— Tasks to perform —
• 1. In the forum thread below, name every property set in the reply's this.setState call.
• 2. Filter the listing below down to the lines that contain the string "short".

— Page text —
::::
Reputation: 345
Here response data contains{name ,details} fields. I have a upload button to upload single/multi files. After uploading files, I don't refresh the page. Now for ex, I upload single file and displayed the response. Again I upload 2 files. Now I should be able to display response of current upload as well as previous one. It should be in the following format: 1.Name1 Details1 2. Name2 Details2 3. Name3 Details 3
this.state.list = this.state.list.concat(details);
this.state.list_name = this.state.list_name.concat(name);
< form onSubmit={this.handleSubmit} >
<label>
Upload a file: <br /><br />
<input type="file" name="file" multiple onChange{this.onChangeHandler}/>
</label>
<br /><br />
<button type="submit">
Upload</button>
</form >
<ol>
// {this.state.list_name.map((k) =>
// <li>{k} :</li>)}
//{this.state.list.map((k) =>
// <li>{k}</li>
// )}
</ol>
handleSubmit = (event) => {
event.preventDefault();
const formData = new FormData();
for (var x = 0; x < this.state.selectedFile.length; x++) {
formData.append('inputFile', this.state.selectedFile[x])
fetch('url', {
method: 'POST',
body: formData
}).then(res => {
return res.json()
})
.then((res) => {
this.setState({
details: res.data.details,
name: res.data.name
})
console.log("res data", res)
//console.log("Data is", res.data.name) //displays name in the console
})
.catch(error => console.log('ERROR message'))
}
};
I have commented the code that I have tried. Thanks in advance.
Upvotes: 0
Views: 72
Reputation: 325
you can do this
remove this
this.state.list = this.state.list.concat(details);
this.state.list_name = this.state.list_name.concat(name);
add this
fetch('url', {
method: 'POST',
body: formData
}).then(res => {
return res.json()
})
.then((res) => {
const list = this.state.list;
list.concat(res.data.details);
const list_name = this.state.list_name;
list_name.concat(name);
this.setState({
list,
list_name,
details: res.data.details,
name: res.data.name
})
console.log("res data", res)
//console.log("Data is", res.data.name) //displays name in the console
})
.catch(error => console.log('ERROR message'))
}
Upvotes: 1
::::
— Listed entries —

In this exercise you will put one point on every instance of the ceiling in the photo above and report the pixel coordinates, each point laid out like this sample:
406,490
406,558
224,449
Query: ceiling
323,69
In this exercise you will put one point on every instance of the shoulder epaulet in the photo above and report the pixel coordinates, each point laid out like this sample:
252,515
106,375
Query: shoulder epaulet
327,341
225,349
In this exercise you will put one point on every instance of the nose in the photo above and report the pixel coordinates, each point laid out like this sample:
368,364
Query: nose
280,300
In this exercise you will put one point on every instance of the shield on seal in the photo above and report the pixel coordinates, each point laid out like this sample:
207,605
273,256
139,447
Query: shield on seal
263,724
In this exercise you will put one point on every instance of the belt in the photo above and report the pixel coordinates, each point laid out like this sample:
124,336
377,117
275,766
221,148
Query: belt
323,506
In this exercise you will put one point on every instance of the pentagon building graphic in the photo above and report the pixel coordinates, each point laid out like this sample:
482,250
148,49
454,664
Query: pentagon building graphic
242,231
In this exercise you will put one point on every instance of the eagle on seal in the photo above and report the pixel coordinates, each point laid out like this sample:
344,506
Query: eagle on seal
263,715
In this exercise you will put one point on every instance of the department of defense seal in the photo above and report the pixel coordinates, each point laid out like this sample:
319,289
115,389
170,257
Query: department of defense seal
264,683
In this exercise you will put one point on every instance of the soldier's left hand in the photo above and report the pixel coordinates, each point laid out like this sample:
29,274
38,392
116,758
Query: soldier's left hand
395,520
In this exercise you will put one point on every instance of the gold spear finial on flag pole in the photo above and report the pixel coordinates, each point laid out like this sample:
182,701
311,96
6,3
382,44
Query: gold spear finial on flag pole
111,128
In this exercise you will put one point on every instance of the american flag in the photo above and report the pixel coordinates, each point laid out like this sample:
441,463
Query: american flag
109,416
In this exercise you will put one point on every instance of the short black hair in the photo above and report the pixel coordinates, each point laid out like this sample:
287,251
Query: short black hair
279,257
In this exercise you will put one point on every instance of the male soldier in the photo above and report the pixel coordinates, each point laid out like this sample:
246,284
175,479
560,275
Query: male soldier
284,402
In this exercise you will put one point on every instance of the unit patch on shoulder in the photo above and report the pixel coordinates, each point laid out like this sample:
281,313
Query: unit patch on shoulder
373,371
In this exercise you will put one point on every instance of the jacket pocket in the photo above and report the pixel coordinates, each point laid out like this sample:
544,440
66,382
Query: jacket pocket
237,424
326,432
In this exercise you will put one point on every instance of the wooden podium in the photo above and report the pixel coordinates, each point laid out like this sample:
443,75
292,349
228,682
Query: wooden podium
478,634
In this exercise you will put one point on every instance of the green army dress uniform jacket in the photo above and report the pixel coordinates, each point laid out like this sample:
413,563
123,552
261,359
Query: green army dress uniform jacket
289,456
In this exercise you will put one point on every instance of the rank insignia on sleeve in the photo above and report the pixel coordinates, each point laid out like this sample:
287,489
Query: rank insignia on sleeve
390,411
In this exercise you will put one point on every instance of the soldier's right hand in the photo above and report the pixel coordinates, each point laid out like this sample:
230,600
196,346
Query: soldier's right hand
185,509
::::
— List of solutions —
• 1. list, list_name, details, name

• 2.
In this exercise you will put one point on every instance of the short black hair in the photo above and report the pixel coordinates, each point laid out like this sample:
Query: short black hair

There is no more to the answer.